- _GOAL OF THE EXERCISE_
Please set down the records below exactly as they appear.

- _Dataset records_
________________

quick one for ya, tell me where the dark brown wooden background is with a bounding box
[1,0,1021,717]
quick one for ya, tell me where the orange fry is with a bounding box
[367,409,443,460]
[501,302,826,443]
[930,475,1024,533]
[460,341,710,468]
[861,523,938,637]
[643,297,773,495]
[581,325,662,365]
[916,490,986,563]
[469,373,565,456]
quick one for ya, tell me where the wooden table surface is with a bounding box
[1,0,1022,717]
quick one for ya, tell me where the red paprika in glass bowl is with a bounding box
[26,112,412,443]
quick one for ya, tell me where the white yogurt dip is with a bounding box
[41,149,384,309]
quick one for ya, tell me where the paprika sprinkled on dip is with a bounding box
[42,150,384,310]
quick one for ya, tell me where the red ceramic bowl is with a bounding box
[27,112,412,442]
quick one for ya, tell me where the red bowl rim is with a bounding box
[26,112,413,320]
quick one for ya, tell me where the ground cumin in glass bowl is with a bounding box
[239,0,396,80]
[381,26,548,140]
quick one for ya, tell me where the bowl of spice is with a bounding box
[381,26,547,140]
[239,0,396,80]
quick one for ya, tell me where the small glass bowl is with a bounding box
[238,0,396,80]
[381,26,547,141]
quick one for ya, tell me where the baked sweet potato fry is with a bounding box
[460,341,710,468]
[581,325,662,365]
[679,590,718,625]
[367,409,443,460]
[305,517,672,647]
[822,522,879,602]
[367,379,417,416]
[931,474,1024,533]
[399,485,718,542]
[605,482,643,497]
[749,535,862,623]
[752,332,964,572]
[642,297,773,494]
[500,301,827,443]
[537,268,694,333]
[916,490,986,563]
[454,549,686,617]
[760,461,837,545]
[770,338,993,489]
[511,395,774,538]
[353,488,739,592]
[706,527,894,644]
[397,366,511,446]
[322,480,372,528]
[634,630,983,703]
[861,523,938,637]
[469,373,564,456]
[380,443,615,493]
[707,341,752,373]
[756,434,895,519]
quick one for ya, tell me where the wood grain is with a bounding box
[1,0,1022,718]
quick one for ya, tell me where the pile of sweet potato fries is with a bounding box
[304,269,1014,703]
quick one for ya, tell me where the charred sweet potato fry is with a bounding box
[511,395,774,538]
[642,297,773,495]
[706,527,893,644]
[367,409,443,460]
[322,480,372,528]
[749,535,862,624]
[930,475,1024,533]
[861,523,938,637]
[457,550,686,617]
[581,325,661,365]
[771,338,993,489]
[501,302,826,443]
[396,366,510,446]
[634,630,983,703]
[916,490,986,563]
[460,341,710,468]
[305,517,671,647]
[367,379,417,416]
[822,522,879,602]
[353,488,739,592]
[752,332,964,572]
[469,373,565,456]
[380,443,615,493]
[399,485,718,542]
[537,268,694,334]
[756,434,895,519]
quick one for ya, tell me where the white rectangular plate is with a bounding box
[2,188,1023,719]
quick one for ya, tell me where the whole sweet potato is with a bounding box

________________

- _ANSWER AREA_
quick one for ya, tell me where the dark brown wooden background is with a bounding box
[1,0,1021,717]
quick one for ya, tell me where the orange fry is with a bounding box
[367,409,443,460]
[501,302,826,443]
[930,475,1024,533]
[460,341,710,468]
[861,523,938,637]
[643,297,773,495]
[581,325,662,365]
[916,490,986,563]
[469,373,565,456]
quick one for ya, tell me where the wooden table surface is with a bounding box
[1,0,1022,717]
quick one for ya, tell me where the red paprika in glass bowl is with a bounding box
[26,112,412,443]
quick one for ya, tell me where the white yogurt dip is with a bounding box
[41,149,384,309]
quick one for ya, tell me where the paprika sprinkled on dip is with a bounding box
[42,150,384,310]
quick one for ya, tell me where the red ceramic bowl is with a bounding box
[27,112,412,442]
quick one for ya, tell me where the red bowl rim is with a bounding box
[26,112,413,320]
quick one for ya, tell me where the ground cumin in glass bowl is with a bounding box
[239,0,396,80]
[381,26,548,140]
quick one for ya, tell me where the bowl of spice is with a bounding box
[381,26,547,140]
[239,0,396,80]
quick one for ya, tell me where the small glass bowl is with a bounding box
[238,0,396,80]
[381,26,547,141]
quick one for ya, tell me where the baked sweet potato fry is with a bounding box
[460,341,710,468]
[581,325,662,365]
[679,590,718,625]
[367,409,443,460]
[305,517,672,647]
[822,522,879,602]
[367,379,417,416]
[931,474,1024,533]
[399,485,718,542]
[605,482,643,497]
[749,535,862,623]
[752,332,964,572]
[642,297,773,494]
[500,301,827,443]
[537,268,694,333]
[916,490,986,563]
[454,549,686,617]
[760,461,837,545]
[770,338,993,489]
[511,395,774,538]
[353,488,739,592]
[706,527,894,644]
[397,366,511,446]
[322,480,372,528]
[634,630,983,703]
[861,523,938,637]
[469,373,564,456]
[380,443,615,493]
[707,341,752,373]
[756,434,895,519]
quick one for ya, tell me where the wood grain is with a bounding box
[1,0,1022,718]
quick one for ya, tell me where the pile of sweet potato fries is with a bounding box
[304,269,1014,703]
quick one for ya, tell me where the charred sweet potato fry is with a bounding box
[511,395,774,538]
[642,297,773,495]
[706,527,893,644]
[367,409,443,460]
[322,480,372,528]
[749,535,862,624]
[930,475,1024,533]
[861,523,938,637]
[457,550,686,617]
[581,325,661,365]
[771,338,993,489]
[501,302,826,443]
[396,366,510,446]
[634,630,983,703]
[916,490,986,563]
[460,341,710,468]
[305,517,671,647]
[367,379,417,416]
[822,522,879,602]
[353,488,739,592]
[752,332,964,572]
[469,373,565,456]
[380,443,615,493]
[399,485,718,542]
[537,268,694,334]
[756,434,895,519]
quick one for ya, tell me where the white rectangular plate is with a bounding box
[2,188,1023,719]
quick one for ya, tell me where the whole sweet potato is with a bounding box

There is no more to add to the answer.